Contour labeling records

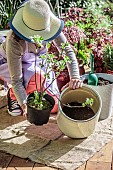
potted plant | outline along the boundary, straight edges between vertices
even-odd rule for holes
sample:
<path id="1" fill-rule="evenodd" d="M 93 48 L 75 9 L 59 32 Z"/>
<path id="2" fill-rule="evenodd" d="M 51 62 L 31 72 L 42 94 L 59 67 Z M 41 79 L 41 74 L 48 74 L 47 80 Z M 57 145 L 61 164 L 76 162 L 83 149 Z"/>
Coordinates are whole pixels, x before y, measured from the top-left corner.
<path id="1" fill-rule="evenodd" d="M 113 75 L 107 73 L 95 73 L 98 77 L 97 86 L 88 85 L 96 90 L 102 99 L 102 109 L 100 113 L 100 120 L 107 119 L 111 116 L 113 106 Z M 83 82 L 88 84 L 88 75 L 82 75 Z"/>
<path id="2" fill-rule="evenodd" d="M 84 107 L 73 108 L 71 111 L 64 108 L 64 104 L 67 103 L 84 103 L 86 99 L 93 99 L 91 104 L 84 112 Z M 60 102 L 61 101 L 61 102 Z M 91 87 L 83 85 L 82 88 L 71 90 L 66 88 L 62 91 L 59 101 L 59 110 L 57 115 L 57 124 L 60 130 L 71 138 L 86 138 L 91 135 L 98 122 L 102 102 L 100 95 Z M 77 104 L 78 105 L 78 104 Z M 80 105 L 81 106 L 81 105 Z M 67 110 L 67 111 L 66 111 Z M 88 114 L 90 113 L 90 116 Z M 81 115 L 81 116 L 80 116 Z"/>
<path id="3" fill-rule="evenodd" d="M 43 38 L 40 36 L 31 37 L 33 42 L 36 44 L 36 48 L 42 47 L 43 45 Z M 49 46 L 49 43 L 47 43 Z M 44 55 L 38 56 L 40 58 L 40 89 L 38 89 L 37 79 L 35 76 L 36 82 L 36 91 L 28 95 L 27 97 L 27 119 L 30 123 L 35 125 L 43 125 L 48 122 L 50 112 L 55 104 L 54 99 L 52 96 L 46 94 L 46 91 L 49 89 L 50 85 L 56 80 L 57 76 L 60 74 L 61 71 L 65 68 L 66 62 L 69 62 L 69 58 L 64 55 L 64 48 L 68 45 L 68 43 L 62 44 L 61 56 L 62 59 L 58 60 L 55 58 L 53 54 L 49 54 L 48 52 Z M 37 49 L 36 49 L 37 50 Z M 36 60 L 37 54 L 35 55 L 35 75 L 36 75 Z M 44 62 L 46 61 L 46 66 Z M 41 70 L 45 69 L 44 78 L 42 80 L 41 77 Z M 47 79 L 50 79 L 51 71 L 56 69 L 56 77 L 54 77 L 48 86 L 45 87 L 45 83 Z M 50 89 L 49 89 L 50 90 Z"/>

● Exercise details
Copy the records above word for word, leaving out the pictures.

● Reply
potted plant | outline along the boundary, straight edges between vertices
even-odd rule for holes
sample:
<path id="1" fill-rule="evenodd" d="M 93 48 L 75 9 L 59 32 Z"/>
<path id="2" fill-rule="evenodd" d="M 51 62 L 31 72 L 42 94 L 59 67 Z M 41 79 L 41 74 L 48 74 L 47 80 Z M 57 145 L 61 164 L 76 162 L 83 149 Z"/>
Coordinates are whole pixels, x before y, measured from the top-left corner.
<path id="1" fill-rule="evenodd" d="M 113 75 L 107 73 L 95 73 L 98 77 L 97 86 L 88 85 L 96 90 L 102 99 L 102 109 L 100 113 L 100 120 L 107 119 L 111 116 L 113 106 Z M 83 82 L 88 84 L 88 75 L 82 75 Z"/>
<path id="2" fill-rule="evenodd" d="M 84 107 L 73 108 L 71 111 L 64 108 L 64 104 L 67 103 L 84 103 L 86 99 L 93 99 L 91 104 L 84 112 Z M 60 102 L 61 101 L 61 102 Z M 91 87 L 83 85 L 82 88 L 71 90 L 66 88 L 62 91 L 59 101 L 59 110 L 57 115 L 57 124 L 60 130 L 71 138 L 86 138 L 91 135 L 98 122 L 102 102 L 100 95 Z M 77 104 L 78 105 L 78 104 Z M 80 105 L 81 106 L 81 105 Z M 67 110 L 67 111 L 66 111 Z M 88 114 L 90 113 L 90 116 Z M 81 115 L 81 116 L 80 116 Z"/>
<path id="3" fill-rule="evenodd" d="M 43 38 L 40 36 L 31 37 L 33 42 L 36 44 L 36 48 L 42 47 L 43 45 Z M 49 46 L 49 43 L 47 43 Z M 44 55 L 38 56 L 40 58 L 40 89 L 38 89 L 37 79 L 35 76 L 36 82 L 36 91 L 28 95 L 27 97 L 27 119 L 30 123 L 35 125 L 43 125 L 48 122 L 50 112 L 55 104 L 54 99 L 52 96 L 46 94 L 46 91 L 49 89 L 50 85 L 56 80 L 57 76 L 60 74 L 61 71 L 65 68 L 66 62 L 69 62 L 69 58 L 64 55 L 64 48 L 68 45 L 68 43 L 62 44 L 61 56 L 62 59 L 58 60 L 55 58 L 53 54 L 49 54 L 48 52 Z M 37 49 L 36 49 L 37 50 Z M 36 60 L 37 54 L 35 55 L 35 75 L 36 75 Z M 44 62 L 46 61 L 46 66 Z M 41 70 L 45 69 L 44 78 L 42 80 L 41 77 Z M 47 79 L 50 79 L 51 71 L 56 69 L 56 77 L 54 77 L 48 86 L 45 87 L 45 83 Z M 50 89 L 49 89 L 50 90 Z"/>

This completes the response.